--- DATA FOR THIS EXERCISE ---

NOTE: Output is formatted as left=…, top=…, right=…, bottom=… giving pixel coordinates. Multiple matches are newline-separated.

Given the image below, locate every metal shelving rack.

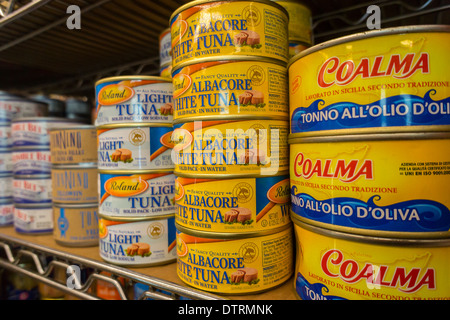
left=0, top=0, right=448, bottom=300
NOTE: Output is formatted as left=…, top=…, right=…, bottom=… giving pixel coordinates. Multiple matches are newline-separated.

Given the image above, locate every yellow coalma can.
left=289, top=25, right=450, bottom=136
left=170, top=0, right=289, bottom=69
left=172, top=119, right=289, bottom=177
left=176, top=223, right=293, bottom=295
left=292, top=218, right=450, bottom=300
left=175, top=174, right=290, bottom=235
left=172, top=56, right=288, bottom=123
left=289, top=132, right=450, bottom=239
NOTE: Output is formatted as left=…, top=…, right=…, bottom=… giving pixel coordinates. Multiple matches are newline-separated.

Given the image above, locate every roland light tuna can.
left=11, top=117, right=78, bottom=148
left=0, top=124, right=11, bottom=148
left=0, top=201, right=13, bottom=226
left=95, top=76, right=173, bottom=126
left=53, top=203, right=99, bottom=247
left=272, top=0, right=313, bottom=45
left=292, top=218, right=450, bottom=300
left=98, top=170, right=176, bottom=218
left=172, top=57, right=288, bottom=123
left=14, top=205, right=53, bottom=235
left=51, top=164, right=98, bottom=203
left=12, top=148, right=51, bottom=176
left=98, top=214, right=177, bottom=267
left=289, top=25, right=450, bottom=136
left=0, top=174, right=12, bottom=201
left=176, top=223, right=293, bottom=295
left=13, top=176, right=52, bottom=204
left=175, top=174, right=290, bottom=235
left=172, top=119, right=289, bottom=177
left=97, top=124, right=174, bottom=171
left=289, top=132, right=450, bottom=239
left=170, top=0, right=289, bottom=69
left=49, top=125, right=98, bottom=164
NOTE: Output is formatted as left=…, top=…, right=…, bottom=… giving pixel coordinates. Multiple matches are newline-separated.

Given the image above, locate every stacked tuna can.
left=288, top=25, right=450, bottom=300
left=49, top=125, right=99, bottom=247
left=159, top=28, right=172, bottom=79
left=170, top=0, right=295, bottom=295
left=94, top=75, right=177, bottom=267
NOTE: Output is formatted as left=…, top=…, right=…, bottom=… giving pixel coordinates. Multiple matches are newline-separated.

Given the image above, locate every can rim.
left=95, top=75, right=172, bottom=87
left=12, top=147, right=50, bottom=152
left=170, top=0, right=289, bottom=26
left=287, top=24, right=450, bottom=69
left=171, top=55, right=288, bottom=74
left=174, top=171, right=289, bottom=179
left=96, top=122, right=173, bottom=129
left=99, top=213, right=175, bottom=222
left=49, top=125, right=96, bottom=131
left=11, top=117, right=78, bottom=123
left=292, top=215, right=450, bottom=246
left=173, top=114, right=289, bottom=125
left=98, top=169, right=174, bottom=175
left=13, top=175, right=51, bottom=180
left=288, top=130, right=450, bottom=144
left=13, top=203, right=52, bottom=209
left=175, top=221, right=292, bottom=240
left=51, top=163, right=98, bottom=169
left=53, top=203, right=98, bottom=209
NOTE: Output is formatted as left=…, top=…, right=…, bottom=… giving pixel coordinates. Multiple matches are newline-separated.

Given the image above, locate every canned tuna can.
left=0, top=92, right=48, bottom=119
left=0, top=201, right=13, bottom=226
left=176, top=223, right=293, bottom=295
left=175, top=174, right=290, bottom=235
left=0, top=124, right=12, bottom=148
left=292, top=218, right=450, bottom=300
left=98, top=170, right=176, bottom=218
left=170, top=0, right=289, bottom=69
left=98, top=214, right=177, bottom=267
left=14, top=205, right=53, bottom=235
left=51, top=164, right=98, bottom=203
left=49, top=125, right=98, bottom=164
left=11, top=117, right=79, bottom=148
left=97, top=124, right=174, bottom=171
left=289, top=41, right=310, bottom=58
left=172, top=57, right=288, bottom=123
left=0, top=174, right=12, bottom=201
left=273, top=0, right=313, bottom=45
left=159, top=28, right=172, bottom=68
left=95, top=76, right=173, bottom=126
left=289, top=25, right=450, bottom=137
left=12, top=176, right=52, bottom=204
left=172, top=119, right=289, bottom=177
left=12, top=148, right=51, bottom=176
left=0, top=149, right=12, bottom=174
left=289, top=132, right=450, bottom=239
left=160, top=63, right=172, bottom=79
left=53, top=203, right=99, bottom=247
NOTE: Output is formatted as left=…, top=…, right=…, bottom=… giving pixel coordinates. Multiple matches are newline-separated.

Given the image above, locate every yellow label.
left=275, top=0, right=312, bottom=44
left=293, top=222, right=450, bottom=300
left=97, top=84, right=134, bottom=106
left=175, top=175, right=291, bottom=234
left=176, top=226, right=293, bottom=294
left=172, top=60, right=288, bottom=122
left=172, top=120, right=289, bottom=177
left=289, top=137, right=450, bottom=238
left=289, top=31, right=450, bottom=135
left=170, top=1, right=289, bottom=68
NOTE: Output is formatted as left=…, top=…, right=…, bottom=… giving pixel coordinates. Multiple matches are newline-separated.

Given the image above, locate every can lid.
left=173, top=114, right=288, bottom=125
left=288, top=24, right=450, bottom=69
left=174, top=170, right=289, bottom=179
left=11, top=117, right=78, bottom=123
left=99, top=212, right=175, bottom=222
left=95, top=75, right=172, bottom=87
left=13, top=203, right=52, bottom=209
left=52, top=163, right=97, bottom=169
left=98, top=169, right=174, bottom=175
left=96, top=122, right=173, bottom=129
left=53, top=202, right=98, bottom=209
left=49, top=124, right=96, bottom=131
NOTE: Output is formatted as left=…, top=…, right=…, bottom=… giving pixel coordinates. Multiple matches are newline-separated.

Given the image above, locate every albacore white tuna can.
left=0, top=92, right=48, bottom=119
left=98, top=214, right=177, bottom=267
left=12, top=148, right=51, bottom=176
left=0, top=174, right=12, bottom=201
left=0, top=124, right=12, bottom=148
left=11, top=117, right=79, bottom=148
left=0, top=201, right=13, bottom=226
left=97, top=124, right=174, bottom=171
left=0, top=149, right=12, bottom=174
left=95, top=76, right=173, bottom=126
left=14, top=205, right=53, bottom=235
left=12, top=176, right=52, bottom=205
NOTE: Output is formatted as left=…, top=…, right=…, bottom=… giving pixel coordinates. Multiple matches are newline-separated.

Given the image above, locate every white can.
left=12, top=117, right=78, bottom=148
left=0, top=124, right=12, bottom=148
left=12, top=176, right=52, bottom=205
left=0, top=201, right=13, bottom=226
left=97, top=124, right=174, bottom=171
left=0, top=149, right=12, bottom=174
left=159, top=28, right=172, bottom=67
left=99, top=214, right=177, bottom=267
left=12, top=148, right=51, bottom=176
left=14, top=206, right=53, bottom=235
left=0, top=174, right=13, bottom=201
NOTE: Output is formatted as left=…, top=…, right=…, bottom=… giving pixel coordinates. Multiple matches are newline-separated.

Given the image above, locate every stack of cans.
left=169, top=0, right=295, bottom=295
left=49, top=125, right=99, bottom=247
left=288, top=25, right=450, bottom=300
left=95, top=75, right=177, bottom=267
left=11, top=117, right=74, bottom=235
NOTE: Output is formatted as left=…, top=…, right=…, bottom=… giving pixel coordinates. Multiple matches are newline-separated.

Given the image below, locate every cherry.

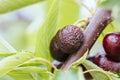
left=103, top=32, right=120, bottom=62
left=88, top=52, right=120, bottom=72
left=56, top=25, right=84, bottom=53
left=50, top=37, right=69, bottom=62
left=50, top=25, right=84, bottom=62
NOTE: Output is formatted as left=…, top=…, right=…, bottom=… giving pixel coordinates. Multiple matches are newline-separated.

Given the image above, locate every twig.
left=61, top=8, right=112, bottom=71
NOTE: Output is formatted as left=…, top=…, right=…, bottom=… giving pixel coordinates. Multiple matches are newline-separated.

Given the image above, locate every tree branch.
left=61, top=8, right=112, bottom=70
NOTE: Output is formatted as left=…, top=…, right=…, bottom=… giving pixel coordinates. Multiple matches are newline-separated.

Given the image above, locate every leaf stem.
left=73, top=18, right=89, bottom=29
left=83, top=69, right=105, bottom=74
left=83, top=69, right=112, bottom=80
left=28, top=57, right=58, bottom=71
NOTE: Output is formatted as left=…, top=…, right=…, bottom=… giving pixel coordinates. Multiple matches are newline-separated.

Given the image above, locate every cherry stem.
left=61, top=8, right=112, bottom=71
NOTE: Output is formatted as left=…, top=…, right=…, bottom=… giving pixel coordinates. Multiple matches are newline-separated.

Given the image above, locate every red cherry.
left=88, top=52, right=120, bottom=72
left=103, top=32, right=120, bottom=62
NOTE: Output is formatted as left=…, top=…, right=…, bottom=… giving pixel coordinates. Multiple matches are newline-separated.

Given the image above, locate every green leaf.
left=8, top=72, right=36, bottom=80
left=35, top=0, right=60, bottom=60
left=22, top=57, right=56, bottom=71
left=0, top=51, right=34, bottom=77
left=111, top=77, right=120, bottom=80
left=0, top=0, right=45, bottom=14
left=57, top=0, right=80, bottom=28
left=8, top=66, right=51, bottom=80
left=38, top=72, right=53, bottom=80
left=0, top=52, right=16, bottom=57
left=11, top=66, right=47, bottom=73
left=101, top=0, right=120, bottom=22
left=108, top=72, right=120, bottom=80
left=53, top=67, right=85, bottom=80
left=112, top=5, right=120, bottom=22
left=0, top=75, right=14, bottom=80
left=101, top=0, right=118, bottom=9
left=83, top=60, right=115, bottom=80
left=20, top=60, right=46, bottom=67
left=72, top=50, right=88, bottom=67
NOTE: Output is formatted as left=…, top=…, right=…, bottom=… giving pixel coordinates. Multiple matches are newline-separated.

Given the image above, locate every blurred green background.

---

WHAT TO PRODUCE - Reproduce the lines from the one containing "Given the image above, locate every green" to the end of the entries, keeping both ends and adding nothing.

WRITTEN RESPONSE -
Given the image above, locate every green leaf.
left=8, top=72, right=36, bottom=80
left=35, top=0, right=60, bottom=60
left=22, top=57, right=56, bottom=71
left=0, top=51, right=34, bottom=77
left=111, top=77, right=120, bottom=80
left=0, top=0, right=45, bottom=14
left=57, top=0, right=80, bottom=28
left=8, top=66, right=51, bottom=80
left=38, top=72, right=53, bottom=80
left=0, top=52, right=16, bottom=57
left=11, top=66, right=47, bottom=73
left=101, top=0, right=120, bottom=22
left=108, top=72, right=120, bottom=80
left=53, top=67, right=85, bottom=80
left=112, top=5, right=120, bottom=22
left=0, top=75, right=14, bottom=80
left=101, top=0, right=118, bottom=9
left=83, top=60, right=115, bottom=80
left=20, top=60, right=46, bottom=67
left=72, top=50, right=88, bottom=67
NOTE: Output is formatted as left=…, top=…, right=…, bottom=… giving pixel coordinates. Multiple matches are newline-separated.

Given the image above, locate every blurred green background.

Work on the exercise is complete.